• THE DATA:
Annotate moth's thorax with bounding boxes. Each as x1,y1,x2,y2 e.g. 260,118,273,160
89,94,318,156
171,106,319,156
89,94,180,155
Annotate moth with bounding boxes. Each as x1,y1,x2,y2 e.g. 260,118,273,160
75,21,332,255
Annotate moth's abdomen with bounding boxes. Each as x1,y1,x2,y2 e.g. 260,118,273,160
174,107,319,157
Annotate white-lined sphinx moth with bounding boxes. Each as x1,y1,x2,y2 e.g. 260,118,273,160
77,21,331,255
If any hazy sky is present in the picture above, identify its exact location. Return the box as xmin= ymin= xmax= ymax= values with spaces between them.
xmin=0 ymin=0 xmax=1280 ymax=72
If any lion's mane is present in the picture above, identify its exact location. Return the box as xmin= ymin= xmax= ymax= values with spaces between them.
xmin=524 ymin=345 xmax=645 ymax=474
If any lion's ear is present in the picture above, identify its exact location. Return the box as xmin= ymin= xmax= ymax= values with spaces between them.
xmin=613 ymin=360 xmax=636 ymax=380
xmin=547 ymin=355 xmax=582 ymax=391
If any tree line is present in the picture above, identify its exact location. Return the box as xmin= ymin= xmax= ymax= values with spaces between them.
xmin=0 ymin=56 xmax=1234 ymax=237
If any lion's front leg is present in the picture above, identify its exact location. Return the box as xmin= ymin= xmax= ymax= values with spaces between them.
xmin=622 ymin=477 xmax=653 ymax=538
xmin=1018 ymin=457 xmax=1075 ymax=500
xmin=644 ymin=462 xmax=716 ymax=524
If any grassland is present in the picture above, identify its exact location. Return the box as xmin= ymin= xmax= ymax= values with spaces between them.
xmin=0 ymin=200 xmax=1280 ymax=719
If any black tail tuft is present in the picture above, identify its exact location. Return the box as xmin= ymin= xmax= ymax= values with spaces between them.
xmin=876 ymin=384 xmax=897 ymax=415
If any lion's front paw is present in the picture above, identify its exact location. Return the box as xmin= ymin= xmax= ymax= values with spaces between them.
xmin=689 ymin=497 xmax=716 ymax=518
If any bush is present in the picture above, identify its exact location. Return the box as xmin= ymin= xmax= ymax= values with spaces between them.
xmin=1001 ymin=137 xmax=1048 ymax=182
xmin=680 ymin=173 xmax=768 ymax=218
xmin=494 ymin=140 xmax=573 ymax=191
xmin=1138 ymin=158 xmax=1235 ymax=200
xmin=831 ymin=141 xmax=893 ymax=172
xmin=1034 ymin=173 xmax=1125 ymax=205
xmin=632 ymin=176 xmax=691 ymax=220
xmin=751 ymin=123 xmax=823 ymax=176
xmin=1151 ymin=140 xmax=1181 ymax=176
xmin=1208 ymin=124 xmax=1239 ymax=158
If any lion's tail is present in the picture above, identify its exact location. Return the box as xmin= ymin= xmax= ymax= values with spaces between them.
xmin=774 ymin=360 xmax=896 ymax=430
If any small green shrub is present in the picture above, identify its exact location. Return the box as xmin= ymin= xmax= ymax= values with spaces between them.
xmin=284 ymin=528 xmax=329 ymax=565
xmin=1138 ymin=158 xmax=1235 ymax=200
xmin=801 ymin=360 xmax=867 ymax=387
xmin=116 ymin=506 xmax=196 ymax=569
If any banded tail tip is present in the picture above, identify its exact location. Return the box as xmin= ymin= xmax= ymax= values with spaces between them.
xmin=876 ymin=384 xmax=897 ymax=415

• DIRECTIVE:
Pull out every line above that contains the word "Each".

• ANSWER FOR THIS EXERCISE:
Annotate moth's thorax with bounding boxes. Each as x1,y1,x2,y2 e.g. 260,118,273,160
Annotate moth with bounding boxes. Each as x1,y1,x2,y2 e.g. 260,118,273,160
Annotate moth's abdomen with bounding boxes. Each as x1,y1,x2,y2 e.g. 260,118,273,160
Annotate white-lined sphinx moth with bounding boxes. Each as x1,y1,x2,y2 e.g. 260,118,273,160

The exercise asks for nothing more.